Description of the task => Your answer should be only the lines below from the one with "# test: put a marker on the distant" to the one with "# test: put a marker on the leafy", repeated exactly, ends included.

----- Records for this task -----

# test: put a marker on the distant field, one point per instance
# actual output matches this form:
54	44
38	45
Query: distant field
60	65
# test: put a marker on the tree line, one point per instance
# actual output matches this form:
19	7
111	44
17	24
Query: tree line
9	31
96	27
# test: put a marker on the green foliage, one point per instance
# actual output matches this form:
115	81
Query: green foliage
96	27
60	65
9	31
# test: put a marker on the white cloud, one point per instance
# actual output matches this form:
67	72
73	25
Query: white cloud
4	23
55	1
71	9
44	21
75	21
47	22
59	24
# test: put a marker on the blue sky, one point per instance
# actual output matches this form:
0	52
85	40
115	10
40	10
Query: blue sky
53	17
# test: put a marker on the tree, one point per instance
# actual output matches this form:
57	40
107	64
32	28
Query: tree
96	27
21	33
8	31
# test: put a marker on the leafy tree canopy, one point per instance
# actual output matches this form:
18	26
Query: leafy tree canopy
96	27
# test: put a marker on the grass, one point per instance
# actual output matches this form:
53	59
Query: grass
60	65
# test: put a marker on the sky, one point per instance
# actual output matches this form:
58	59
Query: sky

-----
----- Records for this task -----

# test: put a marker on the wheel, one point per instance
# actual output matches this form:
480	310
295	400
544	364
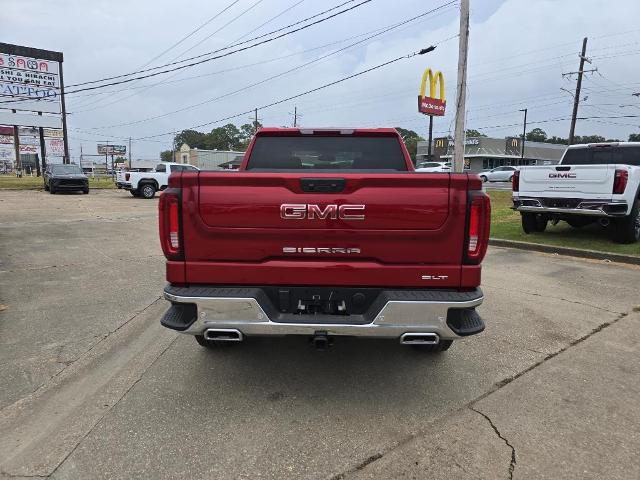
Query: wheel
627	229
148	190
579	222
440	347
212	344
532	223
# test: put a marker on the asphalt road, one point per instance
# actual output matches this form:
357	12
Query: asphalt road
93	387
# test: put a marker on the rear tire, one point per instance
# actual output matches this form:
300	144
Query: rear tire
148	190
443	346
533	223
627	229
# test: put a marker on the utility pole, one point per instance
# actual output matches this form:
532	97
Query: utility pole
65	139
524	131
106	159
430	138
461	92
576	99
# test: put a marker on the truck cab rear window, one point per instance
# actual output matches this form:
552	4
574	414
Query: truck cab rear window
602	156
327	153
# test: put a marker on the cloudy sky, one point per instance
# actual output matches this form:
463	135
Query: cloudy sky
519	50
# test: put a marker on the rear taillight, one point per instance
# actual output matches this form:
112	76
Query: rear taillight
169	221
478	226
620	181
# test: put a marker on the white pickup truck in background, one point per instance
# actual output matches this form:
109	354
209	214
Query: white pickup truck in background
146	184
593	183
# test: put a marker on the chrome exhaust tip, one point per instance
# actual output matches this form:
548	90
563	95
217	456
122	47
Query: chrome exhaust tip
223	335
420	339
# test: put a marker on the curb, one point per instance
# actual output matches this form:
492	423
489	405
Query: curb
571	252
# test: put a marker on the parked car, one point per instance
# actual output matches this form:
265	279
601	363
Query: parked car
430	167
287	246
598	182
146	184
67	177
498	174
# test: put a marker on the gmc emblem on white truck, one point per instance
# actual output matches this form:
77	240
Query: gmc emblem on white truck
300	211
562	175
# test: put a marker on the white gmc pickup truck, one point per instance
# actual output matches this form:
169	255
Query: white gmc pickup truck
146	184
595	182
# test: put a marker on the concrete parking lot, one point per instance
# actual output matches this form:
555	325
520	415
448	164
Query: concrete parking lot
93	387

-----

Response for this exercise =>
# test: put a marker on the distant field, one point per instance
# actual output matches this form:
54	44
38	45
Query: distant field
60	65
# test: put a marker on the tree line, one point per instance
# actual output matches this form:
19	7
111	44
17	24
Query: tree line
9	31
96	27
# test: put a marker on the green foliage, one point per instance
# actual output matches this form:
115	81
Query: green foliage
96	27
60	65
9	31
# test: put a marker on the white cloud, one point per instance
# actual output matches this form:
67	72
73	25
Query: white cloud
4	23
55	1
71	9
44	21
75	21
47	22
59	24
# test: put a marker on the blue sky, one point per instance
# actual output matches this form:
0	52
85	40
115	10
40	10
Query: blue sky
53	17
# test: put a marker on the tree, one point per instance
# actual output matches this form:
57	40
107	64
32	28
Query: tree
96	27
21	33
8	31
# test: put a marker on the leafy tree canopy, one point per instance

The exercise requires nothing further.